Object pointing dataset rows
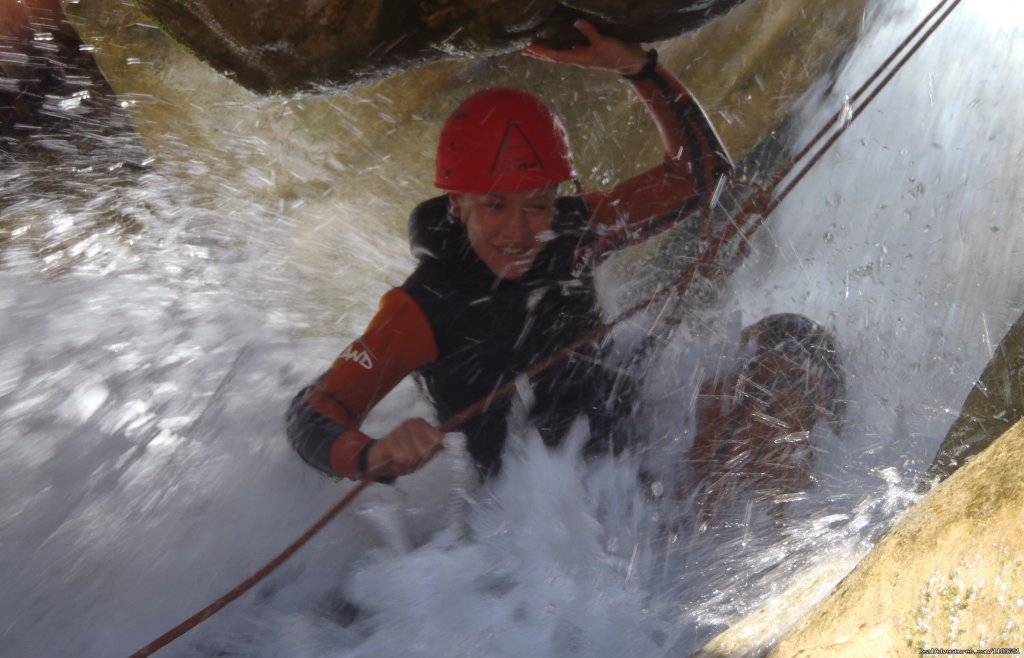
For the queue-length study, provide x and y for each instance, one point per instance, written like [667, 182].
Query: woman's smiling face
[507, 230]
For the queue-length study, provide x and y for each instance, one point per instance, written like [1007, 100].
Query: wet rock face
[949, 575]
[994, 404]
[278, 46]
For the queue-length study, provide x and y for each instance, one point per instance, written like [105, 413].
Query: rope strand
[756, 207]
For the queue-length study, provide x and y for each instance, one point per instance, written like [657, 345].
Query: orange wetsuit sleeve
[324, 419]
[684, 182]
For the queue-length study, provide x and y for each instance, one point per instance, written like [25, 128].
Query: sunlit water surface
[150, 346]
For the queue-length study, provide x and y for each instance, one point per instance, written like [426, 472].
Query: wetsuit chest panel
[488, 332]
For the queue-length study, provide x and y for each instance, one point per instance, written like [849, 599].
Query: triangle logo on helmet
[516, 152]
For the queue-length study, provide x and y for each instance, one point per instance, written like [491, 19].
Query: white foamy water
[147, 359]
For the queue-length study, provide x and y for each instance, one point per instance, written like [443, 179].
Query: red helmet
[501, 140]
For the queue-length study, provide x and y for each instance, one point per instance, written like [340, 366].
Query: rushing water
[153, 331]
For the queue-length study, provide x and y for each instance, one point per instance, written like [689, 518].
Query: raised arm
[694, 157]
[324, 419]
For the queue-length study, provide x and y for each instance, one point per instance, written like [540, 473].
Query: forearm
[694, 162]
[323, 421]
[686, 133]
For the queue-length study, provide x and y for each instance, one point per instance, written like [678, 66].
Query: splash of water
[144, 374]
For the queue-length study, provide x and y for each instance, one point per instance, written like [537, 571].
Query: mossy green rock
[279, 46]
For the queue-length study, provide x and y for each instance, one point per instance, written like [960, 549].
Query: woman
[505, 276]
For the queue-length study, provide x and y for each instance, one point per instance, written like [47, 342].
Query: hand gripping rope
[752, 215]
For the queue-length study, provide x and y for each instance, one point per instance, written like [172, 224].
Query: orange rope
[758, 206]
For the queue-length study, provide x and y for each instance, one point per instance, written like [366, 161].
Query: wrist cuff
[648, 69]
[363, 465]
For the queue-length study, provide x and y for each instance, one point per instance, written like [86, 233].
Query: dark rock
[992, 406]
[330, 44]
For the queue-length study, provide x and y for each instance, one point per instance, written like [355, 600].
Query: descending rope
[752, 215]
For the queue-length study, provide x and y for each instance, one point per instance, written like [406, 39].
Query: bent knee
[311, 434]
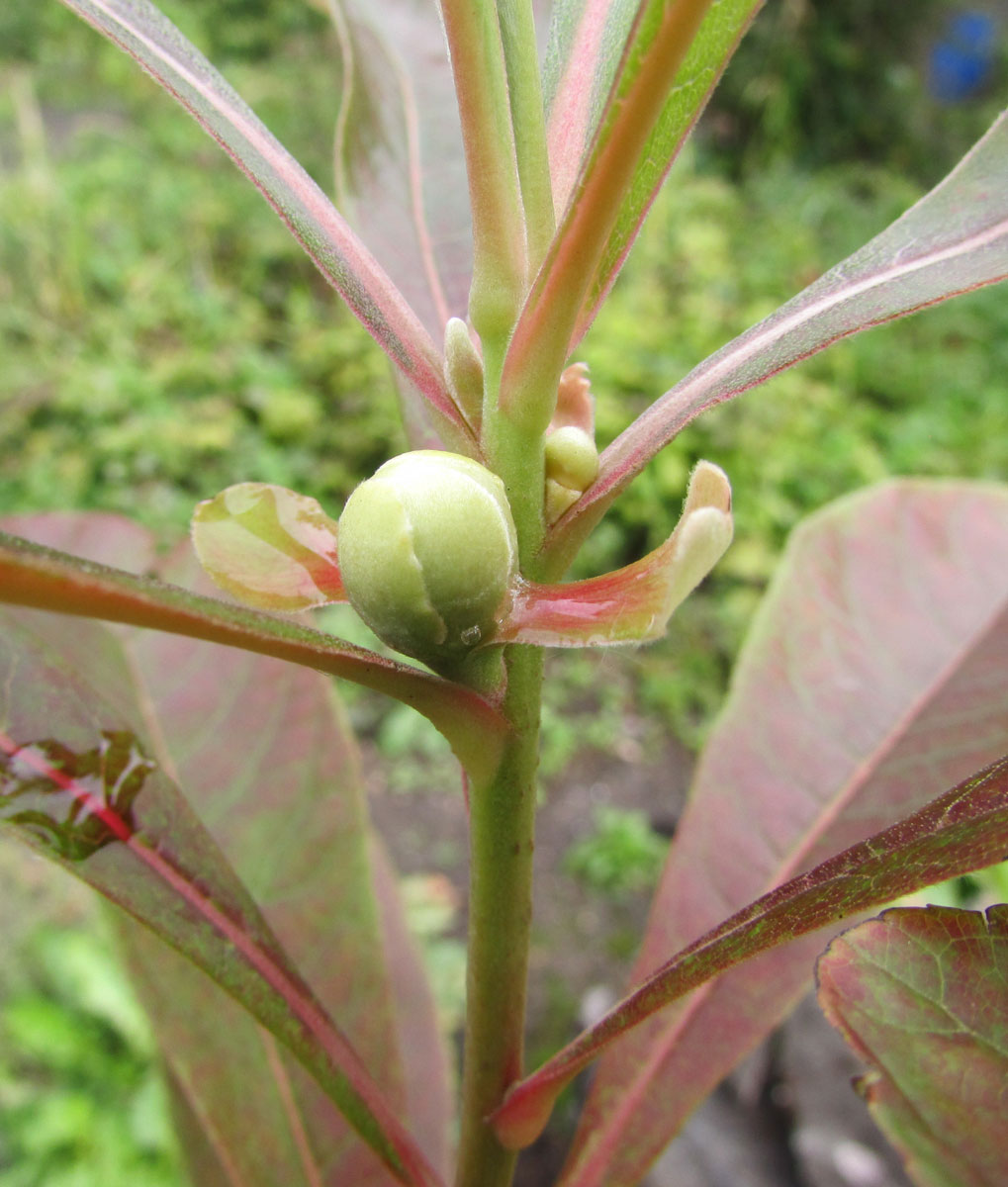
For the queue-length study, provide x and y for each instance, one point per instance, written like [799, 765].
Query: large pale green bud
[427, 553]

Task description
Copy the entries exactly. Leave out the images.

Exercise response
For the queue-length study, provide x and y for each instance, one point per instance, written like [667, 182].
Query: woman's smiling face
[507, 230]
For the queue-length study, provide x and y for each instance, one point per instance, written like [1007, 100].
Query: wet rock face
[949, 575]
[994, 404]
[278, 46]
For the queue-length study, provide x and y for each instance, one point per instance, written like [105, 413].
Query: rope strand
[756, 207]
For the queue-length study, provide x and y for each instance, one point per instance, written like [657, 345].
Query: orange wetsuit sleeve
[324, 419]
[684, 182]
For the queue-length study, provide x and y for each instance, one point per instance, written like [25, 128].
Query: sunlit water surface
[150, 346]
For the queue-length study, provide x and y for each instance, one point per instance, written like [426, 472].
Query: wetsuit chest panel
[488, 332]
For the queue-length study, provide x and y for each instance, one point per instance, written like [849, 599].
Query: triangle logo on helmet
[516, 152]
For the queue-length study, provide x and y for each instance, one point per instance, written like [491, 19].
Query: white foamy water
[147, 359]
For the queue-length study, provide x and y for each instance, one point per instance, written like [443, 179].
Query: red helmet
[501, 140]
For the queue-length study, provide x and y for each instance, one point per instance, written like [340, 366].
Query: rushing water
[153, 331]
For the queue-length study, provide x and y for each instance, one point per instance, written like [689, 518].
Query: raised arm
[694, 157]
[324, 419]
For the queue-length study, provide x and y for each instance, one point per instance, written like [540, 473].
Query: forearm
[694, 162]
[323, 421]
[686, 133]
For the queue-length study, provide x and y for each instance, one point per instance, written like [678, 66].
Query: splash of water
[144, 374]
For the queue-length study, provide x and y for each instance, one point per instance, written like [537, 571].
Query: mossy green rock
[279, 46]
For the queue-length study, provide x and y for each instance, one point per instance, written like [960, 549].
Query: woman
[505, 276]
For the queue-length study, provide x and y for each instance, one point per instance, written like [47, 342].
Query: hand gripping rope
[752, 215]
For the queue-length study, provide x and y for each instance, one point per instance, written like [172, 224].
Query: orange rope
[758, 206]
For the queue-length study, provide x and y for each instance, one point per instance, written like [366, 161].
Query: wrist cuff
[648, 69]
[363, 465]
For the queue-length study, provide x and y for each instance, one point per instance, written like [86, 233].
Query: dark rock
[992, 406]
[330, 44]
For the queue-length study, provide x and y for each instance, one point per instance, written like [355, 600].
Query: descending rope
[752, 215]
For the queue-length study, provide x and y for each instance, one point per instance, written like [406, 39].
Query: bent knee
[311, 434]
For the queue-length study, provide x and y for each instance, one point per instance, written like [799, 765].
Query: large pale green bud
[427, 553]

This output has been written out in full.